____ READING PASSAGE

Sorry Paul....fuzzy memory...you where talking about the 301's so please forgive the missquote... h34r:

Regards

Mike


----------



## jobseeker (Sep 28, 2008)

Don't 344's produce 1.55 volts, whereas a lot of the tuning fork movements were intended for 1.35 volts, with some more affected by the voltage variation thyan other ?


----------



## KEITHT (Dec 2, 2007)

jobseeker said:


> Don't 344's produce 1.55 volts, whereas a lot of the tuning fork movements were intended for 1.35 volts, with some more affected by the voltage variation thyan other ?


Not with the ESA 9162/4's..they were design with the future in mind and can run at 1.35-1.55v

Regards keith


----------



## RoddyJB (May 11, 2008)

________
____ DATA LINES

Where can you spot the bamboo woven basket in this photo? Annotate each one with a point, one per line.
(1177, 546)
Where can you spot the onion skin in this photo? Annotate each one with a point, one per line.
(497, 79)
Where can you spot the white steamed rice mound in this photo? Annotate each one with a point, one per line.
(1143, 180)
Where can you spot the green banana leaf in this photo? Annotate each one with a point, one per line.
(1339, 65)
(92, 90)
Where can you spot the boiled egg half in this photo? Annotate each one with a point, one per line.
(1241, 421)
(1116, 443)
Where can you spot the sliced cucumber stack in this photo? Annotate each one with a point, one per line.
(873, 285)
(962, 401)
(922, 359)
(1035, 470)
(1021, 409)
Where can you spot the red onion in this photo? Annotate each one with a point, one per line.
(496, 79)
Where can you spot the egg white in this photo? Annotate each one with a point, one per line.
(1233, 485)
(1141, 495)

________

● **DIRECTIONS**:
A. From the watch battery thread, repeat word for word the part that opens with the words containing "Sorry Paul....fuzzy memory...you" and closes with "(Sep 28, 2008)".
B. Using the watch battery thread, answer these:
(i) How many volts do 344s produce, according to the question posted by jobseeker?
(ii) What voltage range can the ESA 9162/4 run at, according to KEITHT?
(iii) What name signs off the first post?
C. Carry the watch battery thread forward from the point where it stops.

● **ANSWERS IN ORDER**:
A.
Sorry Paul....fuzzy memory...you where talking about the 301's so please forgive the missquote... h34r:

Regards

Mike


----------



## jobseeker (Sep 28, 2008)

B.
(i) 1.55 volts
(ii) 1.35-1.55v
(iii) Mike

C.
It seems like everyday I learn something new on this Forum. I have a new novelty sort of watch watch I got with some others that had been sitting for years without a battery. I had a new battery put in it a few weeks ago, & it started ticking, so I though all was fine. Now it won't keep running. Maybe its just the new battery. This Forum is a great resource.


----------



## gary8146 (Nov 11, 2008)

Hi,

It's not a fluke. I have several vintage electronic watches, including an Omega 300 hz, and through trial and error I have found Renata batteries work better in my vintage watches.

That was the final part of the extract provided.